[TEXT EXCERPT]
>> Start

I have some notes on these as well. I think it would be great to put on the
wiki! Or maybe I'll just make a separate cf file on "remove me" phrases.
I'll try to get that started today. I am soooo far behind in work it isn't
funny. However I did get to go to a great sushi bar in Manhattan yesterday!
;)

The only problem is not tagging legit unsubscribe phrases. I have some rules
on things like unsub.gif already. I haven't got a chance to update the
emporium in a while. 

Jen W. would you like to help me on these?

I've actually had a spam say "no more of this shit" as a phrase! 

--Chris Santerre

> -----Original Message-----
> From: VonEssen, John [mailto:[EMAIL PROTECTED]
> Sent: Wednesday, October 08, 2003 2:13 PM
> To: [EMAIL PROTECTED]
> Subject: [SAtalk] Phrases I have modified....
> 
> 
> Just food for thought for the next release...
> 
> I have been seeing more and more spam using different phrases for
> "remove me" phrases.
> 
> Some use the work "cease":
> 
> Cease offer(s)

>> End

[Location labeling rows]
>> Start

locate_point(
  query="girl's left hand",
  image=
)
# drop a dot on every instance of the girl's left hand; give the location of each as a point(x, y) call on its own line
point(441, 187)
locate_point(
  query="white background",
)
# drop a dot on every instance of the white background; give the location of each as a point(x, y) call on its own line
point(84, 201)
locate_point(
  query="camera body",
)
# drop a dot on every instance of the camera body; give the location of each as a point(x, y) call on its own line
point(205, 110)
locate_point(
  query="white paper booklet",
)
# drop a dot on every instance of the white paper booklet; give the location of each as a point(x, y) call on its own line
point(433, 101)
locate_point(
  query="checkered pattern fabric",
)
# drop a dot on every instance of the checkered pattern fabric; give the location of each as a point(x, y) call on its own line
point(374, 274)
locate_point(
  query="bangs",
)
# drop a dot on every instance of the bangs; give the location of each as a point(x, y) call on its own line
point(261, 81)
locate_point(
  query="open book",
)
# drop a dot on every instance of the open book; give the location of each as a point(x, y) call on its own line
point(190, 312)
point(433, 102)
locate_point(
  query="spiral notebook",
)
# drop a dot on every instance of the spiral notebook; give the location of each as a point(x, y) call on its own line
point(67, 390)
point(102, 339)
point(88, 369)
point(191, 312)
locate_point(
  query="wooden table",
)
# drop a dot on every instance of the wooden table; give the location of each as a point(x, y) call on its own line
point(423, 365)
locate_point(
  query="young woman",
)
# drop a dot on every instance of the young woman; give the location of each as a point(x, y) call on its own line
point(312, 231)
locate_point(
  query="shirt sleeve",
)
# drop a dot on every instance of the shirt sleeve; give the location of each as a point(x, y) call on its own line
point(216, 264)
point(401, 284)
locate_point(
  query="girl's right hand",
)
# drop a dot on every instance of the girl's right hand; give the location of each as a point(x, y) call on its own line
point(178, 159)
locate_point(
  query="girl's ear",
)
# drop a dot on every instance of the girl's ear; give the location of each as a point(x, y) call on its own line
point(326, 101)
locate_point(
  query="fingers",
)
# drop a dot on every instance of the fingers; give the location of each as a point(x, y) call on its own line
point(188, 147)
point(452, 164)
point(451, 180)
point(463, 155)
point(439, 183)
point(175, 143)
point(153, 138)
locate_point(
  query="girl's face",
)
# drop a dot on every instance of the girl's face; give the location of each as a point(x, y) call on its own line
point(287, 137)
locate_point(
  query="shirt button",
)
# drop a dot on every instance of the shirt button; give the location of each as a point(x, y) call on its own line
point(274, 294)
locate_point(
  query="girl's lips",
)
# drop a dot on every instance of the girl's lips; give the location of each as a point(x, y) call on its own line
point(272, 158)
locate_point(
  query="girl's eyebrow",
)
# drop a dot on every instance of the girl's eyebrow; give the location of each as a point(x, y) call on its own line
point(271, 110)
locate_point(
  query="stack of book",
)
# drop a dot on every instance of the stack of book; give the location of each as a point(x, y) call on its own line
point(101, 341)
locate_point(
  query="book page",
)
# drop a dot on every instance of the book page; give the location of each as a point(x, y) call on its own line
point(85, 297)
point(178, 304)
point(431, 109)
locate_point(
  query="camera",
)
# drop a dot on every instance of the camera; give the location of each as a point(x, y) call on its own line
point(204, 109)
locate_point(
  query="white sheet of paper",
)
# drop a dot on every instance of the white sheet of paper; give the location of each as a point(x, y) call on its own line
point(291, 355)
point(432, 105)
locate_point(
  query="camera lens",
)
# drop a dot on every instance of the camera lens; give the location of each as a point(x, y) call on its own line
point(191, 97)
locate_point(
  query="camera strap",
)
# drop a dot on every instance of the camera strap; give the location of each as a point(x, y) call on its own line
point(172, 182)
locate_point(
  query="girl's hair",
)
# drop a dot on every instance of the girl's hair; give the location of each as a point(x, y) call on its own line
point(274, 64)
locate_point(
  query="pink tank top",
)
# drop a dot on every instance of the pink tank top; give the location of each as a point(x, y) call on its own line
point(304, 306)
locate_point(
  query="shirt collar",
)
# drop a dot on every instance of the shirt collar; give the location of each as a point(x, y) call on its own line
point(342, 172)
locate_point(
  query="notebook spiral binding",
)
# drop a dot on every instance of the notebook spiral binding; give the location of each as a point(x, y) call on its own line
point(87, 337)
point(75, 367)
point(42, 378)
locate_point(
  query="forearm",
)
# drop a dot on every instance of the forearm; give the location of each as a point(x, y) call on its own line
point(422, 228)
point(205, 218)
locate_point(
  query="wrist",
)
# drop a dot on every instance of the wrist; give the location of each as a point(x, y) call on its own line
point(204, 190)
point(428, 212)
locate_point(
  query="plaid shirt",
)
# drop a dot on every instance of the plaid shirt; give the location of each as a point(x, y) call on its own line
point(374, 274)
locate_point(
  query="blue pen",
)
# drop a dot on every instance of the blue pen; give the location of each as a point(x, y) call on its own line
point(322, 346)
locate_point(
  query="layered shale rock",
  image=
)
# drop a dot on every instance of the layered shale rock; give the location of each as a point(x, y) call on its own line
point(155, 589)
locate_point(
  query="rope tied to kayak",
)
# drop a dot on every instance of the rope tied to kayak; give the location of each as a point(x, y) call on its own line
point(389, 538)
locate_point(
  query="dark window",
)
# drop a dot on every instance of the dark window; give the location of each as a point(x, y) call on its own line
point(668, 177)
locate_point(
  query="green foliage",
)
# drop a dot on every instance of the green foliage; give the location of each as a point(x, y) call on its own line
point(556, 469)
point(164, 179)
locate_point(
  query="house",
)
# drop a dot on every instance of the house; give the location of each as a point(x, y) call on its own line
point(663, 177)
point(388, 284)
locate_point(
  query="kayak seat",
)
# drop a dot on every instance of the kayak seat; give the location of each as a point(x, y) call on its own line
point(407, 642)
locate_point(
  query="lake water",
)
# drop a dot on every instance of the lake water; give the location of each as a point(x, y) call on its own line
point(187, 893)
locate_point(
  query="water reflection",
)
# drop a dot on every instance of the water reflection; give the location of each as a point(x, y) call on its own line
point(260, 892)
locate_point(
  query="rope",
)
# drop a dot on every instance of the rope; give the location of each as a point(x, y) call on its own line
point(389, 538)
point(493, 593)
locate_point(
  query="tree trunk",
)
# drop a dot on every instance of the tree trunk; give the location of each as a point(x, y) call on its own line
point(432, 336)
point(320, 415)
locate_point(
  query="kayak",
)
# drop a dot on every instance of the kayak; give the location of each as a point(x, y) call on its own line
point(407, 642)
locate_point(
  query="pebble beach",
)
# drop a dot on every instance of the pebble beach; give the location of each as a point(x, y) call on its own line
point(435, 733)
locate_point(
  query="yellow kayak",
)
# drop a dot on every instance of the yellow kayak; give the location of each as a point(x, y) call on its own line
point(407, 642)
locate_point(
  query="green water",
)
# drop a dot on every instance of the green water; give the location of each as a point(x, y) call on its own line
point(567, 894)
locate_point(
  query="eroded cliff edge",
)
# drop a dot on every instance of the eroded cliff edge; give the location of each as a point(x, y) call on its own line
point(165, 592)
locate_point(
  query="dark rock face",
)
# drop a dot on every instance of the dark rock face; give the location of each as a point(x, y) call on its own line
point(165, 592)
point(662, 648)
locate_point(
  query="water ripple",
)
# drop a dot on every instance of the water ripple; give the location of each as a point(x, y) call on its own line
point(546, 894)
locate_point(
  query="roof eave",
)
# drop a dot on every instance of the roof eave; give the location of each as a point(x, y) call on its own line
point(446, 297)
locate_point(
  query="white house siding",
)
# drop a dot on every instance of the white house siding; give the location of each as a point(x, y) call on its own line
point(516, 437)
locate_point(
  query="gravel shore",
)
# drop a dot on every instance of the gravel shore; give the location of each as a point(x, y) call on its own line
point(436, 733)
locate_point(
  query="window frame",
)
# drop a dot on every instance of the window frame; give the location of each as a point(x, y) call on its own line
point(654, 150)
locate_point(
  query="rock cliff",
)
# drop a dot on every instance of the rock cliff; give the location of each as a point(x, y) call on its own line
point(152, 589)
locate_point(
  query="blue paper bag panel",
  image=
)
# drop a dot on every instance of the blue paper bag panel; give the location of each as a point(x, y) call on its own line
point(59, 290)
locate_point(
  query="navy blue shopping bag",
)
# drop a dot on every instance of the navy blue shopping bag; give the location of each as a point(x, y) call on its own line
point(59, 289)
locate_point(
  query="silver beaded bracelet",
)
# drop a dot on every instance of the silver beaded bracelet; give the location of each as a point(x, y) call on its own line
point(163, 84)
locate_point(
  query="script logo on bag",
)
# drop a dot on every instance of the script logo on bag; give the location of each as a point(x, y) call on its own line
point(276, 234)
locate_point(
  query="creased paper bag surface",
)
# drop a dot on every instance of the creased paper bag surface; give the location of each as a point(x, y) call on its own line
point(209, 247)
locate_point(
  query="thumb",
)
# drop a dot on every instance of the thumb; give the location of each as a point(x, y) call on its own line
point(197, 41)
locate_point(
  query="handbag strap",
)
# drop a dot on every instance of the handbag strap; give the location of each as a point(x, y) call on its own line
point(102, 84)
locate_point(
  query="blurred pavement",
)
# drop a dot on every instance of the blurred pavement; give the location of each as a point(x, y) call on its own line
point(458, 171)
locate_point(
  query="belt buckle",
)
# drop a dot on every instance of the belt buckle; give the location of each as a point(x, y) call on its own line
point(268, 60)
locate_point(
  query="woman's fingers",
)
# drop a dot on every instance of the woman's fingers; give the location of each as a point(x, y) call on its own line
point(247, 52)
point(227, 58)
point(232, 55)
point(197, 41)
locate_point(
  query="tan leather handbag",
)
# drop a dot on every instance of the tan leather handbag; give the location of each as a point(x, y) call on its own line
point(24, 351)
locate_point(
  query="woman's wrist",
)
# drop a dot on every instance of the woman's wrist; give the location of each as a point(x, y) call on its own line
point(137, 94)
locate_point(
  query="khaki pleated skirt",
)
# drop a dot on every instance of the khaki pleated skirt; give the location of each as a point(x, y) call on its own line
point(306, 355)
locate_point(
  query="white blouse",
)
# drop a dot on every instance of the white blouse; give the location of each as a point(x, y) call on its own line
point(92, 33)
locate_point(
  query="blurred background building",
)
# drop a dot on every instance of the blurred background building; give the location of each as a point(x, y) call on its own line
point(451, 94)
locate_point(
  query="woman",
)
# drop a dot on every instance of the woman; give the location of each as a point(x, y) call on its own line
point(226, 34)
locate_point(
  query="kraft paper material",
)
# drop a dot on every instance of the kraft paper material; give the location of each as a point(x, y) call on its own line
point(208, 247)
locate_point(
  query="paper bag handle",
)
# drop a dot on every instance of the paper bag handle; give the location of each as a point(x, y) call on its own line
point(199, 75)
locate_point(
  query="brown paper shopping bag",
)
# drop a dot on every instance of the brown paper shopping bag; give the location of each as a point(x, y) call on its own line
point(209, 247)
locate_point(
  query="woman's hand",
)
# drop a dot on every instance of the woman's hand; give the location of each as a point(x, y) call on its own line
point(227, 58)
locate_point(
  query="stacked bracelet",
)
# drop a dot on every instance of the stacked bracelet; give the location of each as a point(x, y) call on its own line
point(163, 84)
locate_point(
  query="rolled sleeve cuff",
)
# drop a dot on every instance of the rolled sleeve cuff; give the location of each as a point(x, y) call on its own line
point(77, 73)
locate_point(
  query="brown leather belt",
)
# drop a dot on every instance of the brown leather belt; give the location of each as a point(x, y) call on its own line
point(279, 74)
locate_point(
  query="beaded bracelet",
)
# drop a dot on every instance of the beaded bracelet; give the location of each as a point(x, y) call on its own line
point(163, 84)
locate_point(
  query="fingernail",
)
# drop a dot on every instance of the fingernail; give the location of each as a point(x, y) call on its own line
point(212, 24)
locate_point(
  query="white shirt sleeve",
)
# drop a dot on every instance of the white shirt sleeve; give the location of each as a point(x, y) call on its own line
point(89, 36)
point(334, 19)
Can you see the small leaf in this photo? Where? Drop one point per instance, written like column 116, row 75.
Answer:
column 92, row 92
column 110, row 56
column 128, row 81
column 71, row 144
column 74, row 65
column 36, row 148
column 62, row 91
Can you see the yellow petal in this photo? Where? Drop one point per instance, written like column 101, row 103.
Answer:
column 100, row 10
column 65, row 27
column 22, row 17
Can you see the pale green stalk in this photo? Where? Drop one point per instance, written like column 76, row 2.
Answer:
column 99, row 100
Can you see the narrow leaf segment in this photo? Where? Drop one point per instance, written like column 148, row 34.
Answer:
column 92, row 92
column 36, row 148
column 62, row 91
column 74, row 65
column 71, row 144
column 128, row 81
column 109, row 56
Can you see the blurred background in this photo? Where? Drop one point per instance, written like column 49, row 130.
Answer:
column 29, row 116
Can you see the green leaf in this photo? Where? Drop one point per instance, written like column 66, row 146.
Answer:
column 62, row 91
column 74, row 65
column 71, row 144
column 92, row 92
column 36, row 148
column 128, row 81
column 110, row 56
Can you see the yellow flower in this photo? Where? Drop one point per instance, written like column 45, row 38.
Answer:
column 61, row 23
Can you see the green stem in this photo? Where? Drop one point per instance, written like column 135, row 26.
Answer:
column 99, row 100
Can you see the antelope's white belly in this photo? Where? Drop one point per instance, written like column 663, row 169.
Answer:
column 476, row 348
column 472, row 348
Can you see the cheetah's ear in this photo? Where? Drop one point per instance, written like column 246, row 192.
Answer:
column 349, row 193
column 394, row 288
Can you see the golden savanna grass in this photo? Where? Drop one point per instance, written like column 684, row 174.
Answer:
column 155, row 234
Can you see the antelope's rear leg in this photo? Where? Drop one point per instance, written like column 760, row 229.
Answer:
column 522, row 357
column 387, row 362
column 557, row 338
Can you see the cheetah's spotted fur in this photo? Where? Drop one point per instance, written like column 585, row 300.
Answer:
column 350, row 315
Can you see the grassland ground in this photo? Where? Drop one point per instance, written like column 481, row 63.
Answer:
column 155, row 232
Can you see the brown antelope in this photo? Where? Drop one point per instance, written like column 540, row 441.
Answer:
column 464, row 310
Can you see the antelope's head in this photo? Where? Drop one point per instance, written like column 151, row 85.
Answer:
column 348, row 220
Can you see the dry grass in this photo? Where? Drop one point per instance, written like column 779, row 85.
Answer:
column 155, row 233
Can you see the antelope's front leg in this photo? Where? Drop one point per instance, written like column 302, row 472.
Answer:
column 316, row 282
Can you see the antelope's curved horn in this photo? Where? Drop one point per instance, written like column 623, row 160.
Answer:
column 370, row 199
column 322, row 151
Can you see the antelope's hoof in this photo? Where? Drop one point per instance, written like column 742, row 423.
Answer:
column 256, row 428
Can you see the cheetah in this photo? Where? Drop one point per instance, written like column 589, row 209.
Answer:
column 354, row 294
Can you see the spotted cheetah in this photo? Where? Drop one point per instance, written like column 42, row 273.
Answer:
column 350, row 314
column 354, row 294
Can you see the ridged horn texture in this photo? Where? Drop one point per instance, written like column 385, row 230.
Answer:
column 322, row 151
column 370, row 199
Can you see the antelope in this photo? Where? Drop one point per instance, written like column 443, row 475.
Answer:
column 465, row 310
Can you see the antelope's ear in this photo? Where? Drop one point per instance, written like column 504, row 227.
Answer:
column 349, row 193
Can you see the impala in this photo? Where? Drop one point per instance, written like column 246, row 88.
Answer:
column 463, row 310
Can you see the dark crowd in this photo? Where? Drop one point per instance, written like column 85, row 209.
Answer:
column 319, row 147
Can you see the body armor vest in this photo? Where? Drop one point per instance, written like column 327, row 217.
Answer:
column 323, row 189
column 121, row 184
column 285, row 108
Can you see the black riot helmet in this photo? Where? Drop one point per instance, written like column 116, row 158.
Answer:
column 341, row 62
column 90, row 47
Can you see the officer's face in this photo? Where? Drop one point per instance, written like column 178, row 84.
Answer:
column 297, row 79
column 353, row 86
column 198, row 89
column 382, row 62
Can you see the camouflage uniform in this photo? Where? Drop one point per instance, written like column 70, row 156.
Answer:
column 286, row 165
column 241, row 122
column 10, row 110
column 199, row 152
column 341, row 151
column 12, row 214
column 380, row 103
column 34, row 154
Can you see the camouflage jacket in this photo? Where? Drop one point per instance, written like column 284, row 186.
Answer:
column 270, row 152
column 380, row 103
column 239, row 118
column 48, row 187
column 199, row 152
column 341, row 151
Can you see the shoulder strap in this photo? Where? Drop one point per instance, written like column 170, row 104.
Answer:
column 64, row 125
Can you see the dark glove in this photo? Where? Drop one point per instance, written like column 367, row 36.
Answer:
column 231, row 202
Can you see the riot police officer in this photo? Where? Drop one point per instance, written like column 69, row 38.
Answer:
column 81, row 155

>> End

[JOB 1]
Reproduce word for word the part of the email about spam "remove me" phrases that starts with "I have some notes" and goes on through "as a phrase!".
[JOB 2]
Quote the rows exactly, from their first line through the line that contains "point(261, 81)".

[EXERCISE RESULT 1]
I have some notes on these as well. I think it would be great to put on the
wiki! Or maybe I'll just make a separate cf file on "remove me" phrases.
I'll try to get that started today. I am soooo far behind in work it isn't
funny. However I did get to go to a great sushi bar in Manhattan yesterday!
;)

The only problem is not tagging legit unsubscribe phrases. I have some rules
on things like unsub.gif already. I haven't got a chance to update the
emporium in a while. 

Jen W. would you like to help me on these?

I've actually had a spam say "no more of this shit" as a phrase!

[EXERCISE RESULT 2]
locate_point(
  query="girl's left hand",
  image=
)
# drop a dot on every instance of the girl's left hand; give the location of each as a point(x, y) call on its own line
point(441, 187)
locate_point(
  query="white background",
)
# drop a dot on every instance of the white background; give the location of each as a point(x, y) call on its own line
point(84, 201)
locate_point(
  query="camera body",
)
# drop a dot on every instance of the camera body; give the location of each as a point(x, y) call on its own line
point(205, 110)
locate_point(
  query="white paper booklet",
)
# drop a dot on every instance of the white paper booklet; give the location of each as a point(x, y) call on its own line
point(433, 101)
locate_point(
  query="checkered pattern fabric",
)
# drop a dot on every instance of the checkered pattern fabric; give the location of each as a point(x, y) call on its own line
point(374, 274)
locate_point(
  query="bangs",
)
# drop a dot on every instance of the bangs; give the location of each as a point(x, y) call on its own line
point(261, 81)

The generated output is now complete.